> [Dataset records]
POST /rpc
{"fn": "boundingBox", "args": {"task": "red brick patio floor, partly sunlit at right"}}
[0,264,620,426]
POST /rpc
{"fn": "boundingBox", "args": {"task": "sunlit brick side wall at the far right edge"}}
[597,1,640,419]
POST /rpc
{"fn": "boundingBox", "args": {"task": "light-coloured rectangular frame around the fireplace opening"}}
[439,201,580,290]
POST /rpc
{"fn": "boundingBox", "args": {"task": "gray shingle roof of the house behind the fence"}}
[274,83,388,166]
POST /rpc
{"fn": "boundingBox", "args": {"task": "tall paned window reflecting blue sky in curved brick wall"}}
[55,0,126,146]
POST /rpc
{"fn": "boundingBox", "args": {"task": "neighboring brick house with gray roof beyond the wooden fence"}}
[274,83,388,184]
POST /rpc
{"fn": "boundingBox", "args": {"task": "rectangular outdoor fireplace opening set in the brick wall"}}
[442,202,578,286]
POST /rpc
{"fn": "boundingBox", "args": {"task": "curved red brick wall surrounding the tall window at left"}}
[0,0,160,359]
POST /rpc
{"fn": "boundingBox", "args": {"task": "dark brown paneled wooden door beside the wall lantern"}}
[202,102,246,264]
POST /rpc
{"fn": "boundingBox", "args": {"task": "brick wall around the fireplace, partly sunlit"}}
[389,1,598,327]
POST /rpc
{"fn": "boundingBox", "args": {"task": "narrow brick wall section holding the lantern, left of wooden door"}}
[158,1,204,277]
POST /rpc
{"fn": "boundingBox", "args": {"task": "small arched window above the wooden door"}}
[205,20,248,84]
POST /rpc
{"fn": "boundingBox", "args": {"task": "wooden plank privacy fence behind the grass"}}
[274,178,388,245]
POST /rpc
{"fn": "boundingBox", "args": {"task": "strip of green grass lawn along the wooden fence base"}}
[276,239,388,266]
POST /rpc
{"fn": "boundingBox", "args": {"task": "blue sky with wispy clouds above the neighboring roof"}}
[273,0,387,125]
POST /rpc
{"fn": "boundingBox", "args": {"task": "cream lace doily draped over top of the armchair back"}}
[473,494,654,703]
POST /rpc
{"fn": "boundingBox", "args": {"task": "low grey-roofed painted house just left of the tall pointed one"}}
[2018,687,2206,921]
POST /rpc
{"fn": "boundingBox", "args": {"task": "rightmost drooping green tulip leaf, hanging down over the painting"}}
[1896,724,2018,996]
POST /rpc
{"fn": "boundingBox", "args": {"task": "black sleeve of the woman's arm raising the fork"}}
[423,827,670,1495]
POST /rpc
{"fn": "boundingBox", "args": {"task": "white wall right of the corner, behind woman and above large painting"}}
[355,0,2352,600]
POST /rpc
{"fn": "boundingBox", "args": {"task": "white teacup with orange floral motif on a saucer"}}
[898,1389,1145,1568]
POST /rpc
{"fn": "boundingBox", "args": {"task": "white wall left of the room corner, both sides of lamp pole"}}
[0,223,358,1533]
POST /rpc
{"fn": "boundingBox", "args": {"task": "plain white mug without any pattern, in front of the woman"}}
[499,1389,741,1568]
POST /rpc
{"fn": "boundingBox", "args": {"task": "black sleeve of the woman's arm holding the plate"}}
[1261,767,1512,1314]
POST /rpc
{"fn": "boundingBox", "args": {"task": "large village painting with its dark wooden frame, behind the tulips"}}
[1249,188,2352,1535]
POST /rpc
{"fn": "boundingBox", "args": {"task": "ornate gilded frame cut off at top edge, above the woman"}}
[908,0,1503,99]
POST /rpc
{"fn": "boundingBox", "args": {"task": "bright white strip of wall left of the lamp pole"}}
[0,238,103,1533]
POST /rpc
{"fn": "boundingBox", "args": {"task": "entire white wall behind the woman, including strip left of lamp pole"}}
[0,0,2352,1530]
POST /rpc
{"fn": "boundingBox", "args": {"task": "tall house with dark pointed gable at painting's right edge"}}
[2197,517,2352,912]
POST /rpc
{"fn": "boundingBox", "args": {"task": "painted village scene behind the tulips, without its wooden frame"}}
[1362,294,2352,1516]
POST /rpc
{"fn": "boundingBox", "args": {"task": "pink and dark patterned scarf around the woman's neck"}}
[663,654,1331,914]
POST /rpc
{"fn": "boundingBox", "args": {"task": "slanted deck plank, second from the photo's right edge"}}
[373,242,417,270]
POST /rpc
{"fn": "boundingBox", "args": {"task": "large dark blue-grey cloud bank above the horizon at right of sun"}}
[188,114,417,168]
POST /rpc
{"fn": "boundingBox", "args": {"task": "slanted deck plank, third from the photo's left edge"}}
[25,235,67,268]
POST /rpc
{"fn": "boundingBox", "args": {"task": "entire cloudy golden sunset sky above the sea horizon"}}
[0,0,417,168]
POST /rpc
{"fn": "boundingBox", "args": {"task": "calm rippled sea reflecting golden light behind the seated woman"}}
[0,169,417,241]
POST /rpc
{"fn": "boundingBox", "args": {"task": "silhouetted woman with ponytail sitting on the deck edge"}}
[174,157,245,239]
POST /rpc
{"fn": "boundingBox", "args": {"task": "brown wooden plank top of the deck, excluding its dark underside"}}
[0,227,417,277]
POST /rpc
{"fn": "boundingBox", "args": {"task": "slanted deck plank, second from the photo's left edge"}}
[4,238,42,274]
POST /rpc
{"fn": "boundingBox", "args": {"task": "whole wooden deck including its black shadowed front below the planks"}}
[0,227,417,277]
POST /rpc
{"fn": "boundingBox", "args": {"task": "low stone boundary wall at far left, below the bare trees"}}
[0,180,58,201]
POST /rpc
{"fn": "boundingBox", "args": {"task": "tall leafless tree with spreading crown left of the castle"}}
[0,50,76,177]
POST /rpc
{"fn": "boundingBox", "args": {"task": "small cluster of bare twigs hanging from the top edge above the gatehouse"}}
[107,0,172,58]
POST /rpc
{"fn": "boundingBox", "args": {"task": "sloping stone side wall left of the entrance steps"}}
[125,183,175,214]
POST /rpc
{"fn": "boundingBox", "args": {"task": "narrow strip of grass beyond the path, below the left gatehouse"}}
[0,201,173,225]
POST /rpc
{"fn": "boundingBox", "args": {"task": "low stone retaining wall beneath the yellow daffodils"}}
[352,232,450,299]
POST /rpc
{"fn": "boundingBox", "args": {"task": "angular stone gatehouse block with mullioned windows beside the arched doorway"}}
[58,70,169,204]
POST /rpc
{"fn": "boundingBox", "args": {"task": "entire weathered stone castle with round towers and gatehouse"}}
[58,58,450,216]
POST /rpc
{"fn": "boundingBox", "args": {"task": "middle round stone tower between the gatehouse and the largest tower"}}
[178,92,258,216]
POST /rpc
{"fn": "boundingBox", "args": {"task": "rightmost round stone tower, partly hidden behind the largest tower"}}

> [Work order]
Everything in the listing should be set down again exactly.

> [Response]
POST /rpc
{"fn": "boundingBox", "args": {"task": "red brick patio floor, partly sunlit at right"}}
[0,264,620,426]
POST /rpc
{"fn": "boundingBox", "args": {"task": "sunlit brick side wall at the far right edge"}}
[597,1,640,419]
POST /rpc
{"fn": "boundingBox", "args": {"task": "light-coloured rectangular frame around the fireplace opening"}}
[439,201,580,290]
POST /rpc
{"fn": "boundingBox", "args": {"task": "gray shingle roof of the house behind the fence"}}
[274,83,388,166]
POST /rpc
{"fn": "boundingBox", "args": {"task": "tall paned window reflecting blue sky in curved brick wall"}}
[55,0,126,146]
POST /rpc
{"fn": "boundingBox", "args": {"task": "neighboring brick house with gray roof beyond the wooden fence"}}
[274,83,388,184]
POST /rpc
{"fn": "boundingBox", "args": {"task": "rectangular outdoor fireplace opening set in the brick wall"}}
[442,202,578,286]
POST /rpc
{"fn": "boundingBox", "args": {"task": "curved red brick wall surrounding the tall window at left"}}
[0,0,160,359]
POST /rpc
{"fn": "boundingBox", "args": {"task": "dark brown paneled wooden door beside the wall lantern"}}
[202,102,246,264]
POST /rpc
{"fn": "boundingBox", "args": {"task": "brick wall around the fireplace, partly sunlit"}}
[389,1,598,327]
POST /rpc
{"fn": "boundingBox", "args": {"task": "narrow brick wall section holding the lantern, left of wooden door"}}
[158,1,204,277]
POST /rpc
{"fn": "boundingBox", "args": {"task": "small arched window above the wooden door"}}
[205,20,248,84]
POST /rpc
{"fn": "boundingBox", "args": {"task": "wooden plank privacy fence behind the grass"}}
[274,178,388,245]
POST /rpc
{"fn": "boundingBox", "args": {"task": "strip of green grass lawn along the wooden fence base"}}
[276,239,388,266]
POST /rpc
{"fn": "boundingBox", "args": {"task": "blue sky with wispy clouds above the neighboring roof"}}
[273,0,387,125]
POST /rpc
{"fn": "boundingBox", "args": {"task": "cream lace doily draped over top of the armchair back"}}
[473,494,654,703]
POST /rpc
{"fn": "boundingBox", "args": {"task": "low grey-roofed painted house just left of the tall pointed one"}}
[2018,687,2206,921]
POST /rpc
{"fn": "boundingBox", "args": {"task": "rightmost drooping green tulip leaf, hanging down over the painting"}}
[1896,724,2018,996]
POST /rpc
{"fn": "boundingBox", "args": {"task": "black sleeve of the woman's arm raising the fork"}}
[423,827,670,1495]
POST /rpc
{"fn": "boundingBox", "args": {"task": "white wall right of the corner, behind woman and above large painting"}}
[355,0,2352,600]
POST /rpc
{"fn": "boundingBox", "args": {"task": "white teacup with orange floral motif on a saucer"}}
[898,1389,1145,1568]
POST /rpc
{"fn": "boundingBox", "args": {"task": "white wall left of the room corner, both sides of lamp pole"}}
[0,223,358,1533]
POST /rpc
{"fn": "boundingBox", "args": {"task": "plain white mug without any pattern, in front of the woman"}}
[499,1389,741,1568]
POST /rpc
{"fn": "boundingBox", "args": {"task": "black sleeve of the woman's arm holding the plate"}}
[1261,767,1512,1314]
POST /rpc
{"fn": "boundingBox", "args": {"task": "large village painting with its dark wooden frame, behind the tulips"}}
[1249,188,2352,1535]
POST /rpc
{"fn": "boundingBox", "args": {"task": "ornate gilded frame cut off at top edge, above the woman"}}
[908,0,1503,99]
POST /rpc
{"fn": "boundingBox", "args": {"task": "bright white strip of wall left of the lamp pole"}}
[0,238,103,1533]
POST /rpc
{"fn": "boundingBox", "args": {"task": "entire white wall behind the woman, including strip left of lamp pole"}}
[0,0,2352,1530]
POST /rpc
{"fn": "boundingBox", "args": {"task": "tall house with dark pointed gable at painting's right edge"}}
[2197,517,2352,912]
POST /rpc
{"fn": "boundingBox", "args": {"task": "painted village scene behind the tulips, without its wooden frame"}}
[1362,294,2352,1516]
POST /rpc
{"fn": "boundingBox", "args": {"task": "pink and dark patterned scarf around the woman's neck"}}
[663,654,1331,914]
POST /rpc
{"fn": "boundingBox", "args": {"task": "slanted deck plank, second from the photo's right edge"}}
[373,242,417,270]
POST /rpc
{"fn": "boundingBox", "args": {"task": "large dark blue-grey cloud bank above the horizon at right of sun"}}
[188,114,417,168]
POST /rpc
{"fn": "boundingBox", "args": {"task": "slanted deck plank, third from the photo's left edge"}}
[25,235,67,268]
POST /rpc
{"fn": "boundingBox", "args": {"task": "entire cloudy golden sunset sky above the sea horizon"}}
[0,0,417,168]
POST /rpc
{"fn": "boundingBox", "args": {"task": "calm rippled sea reflecting golden light behind the seated woman"}}
[0,169,417,241]
POST /rpc
{"fn": "boundingBox", "args": {"task": "silhouetted woman with ponytail sitting on the deck edge"}}
[174,157,245,239]
POST /rpc
{"fn": "boundingBox", "args": {"task": "brown wooden plank top of the deck, excluding its dark underside"}}
[0,227,417,277]
POST /rpc
{"fn": "boundingBox", "args": {"task": "slanted deck plank, second from the photo's left edge"}}
[4,238,42,274]
POST /rpc
{"fn": "boundingBox", "args": {"task": "whole wooden deck including its black shadowed front below the planks"}}
[0,227,417,277]
POST /rpc
{"fn": "boundingBox", "args": {"task": "low stone boundary wall at far left, below the bare trees"}}
[0,180,58,201]
POST /rpc
{"fn": "boundingBox", "args": {"task": "tall leafless tree with spreading crown left of the castle"}}
[0,50,76,177]
POST /rpc
{"fn": "boundingBox", "args": {"task": "small cluster of bare twigs hanging from the top edge above the gatehouse"}}
[107,0,172,58]
POST /rpc
{"fn": "boundingBox", "args": {"task": "sloping stone side wall left of the entrance steps"}}
[125,183,175,214]
POST /rpc
{"fn": "boundingBox", "args": {"task": "narrow strip of grass beyond the path, below the left gatehouse"}}
[0,201,173,225]
POST /rpc
{"fn": "boundingBox", "args": {"task": "low stone retaining wall beneath the yellow daffodils"}}
[352,232,450,299]
POST /rpc
{"fn": "boundingBox", "args": {"task": "angular stone gatehouse block with mullioned windows beside the arched doorway"}}
[58,70,169,204]
POST /rpc
{"fn": "boundingBox", "args": {"task": "entire weathered stone castle with round towers and gatehouse"}}
[58,58,450,216]
POST /rpc
{"fn": "boundingBox", "args": {"task": "middle round stone tower between the gatehouse and the largest tower"}}
[178,92,258,216]
POST /rpc
{"fn": "boundingBox", "args": {"task": "rightmost round stone tower, partly hidden behind the largest tower"}}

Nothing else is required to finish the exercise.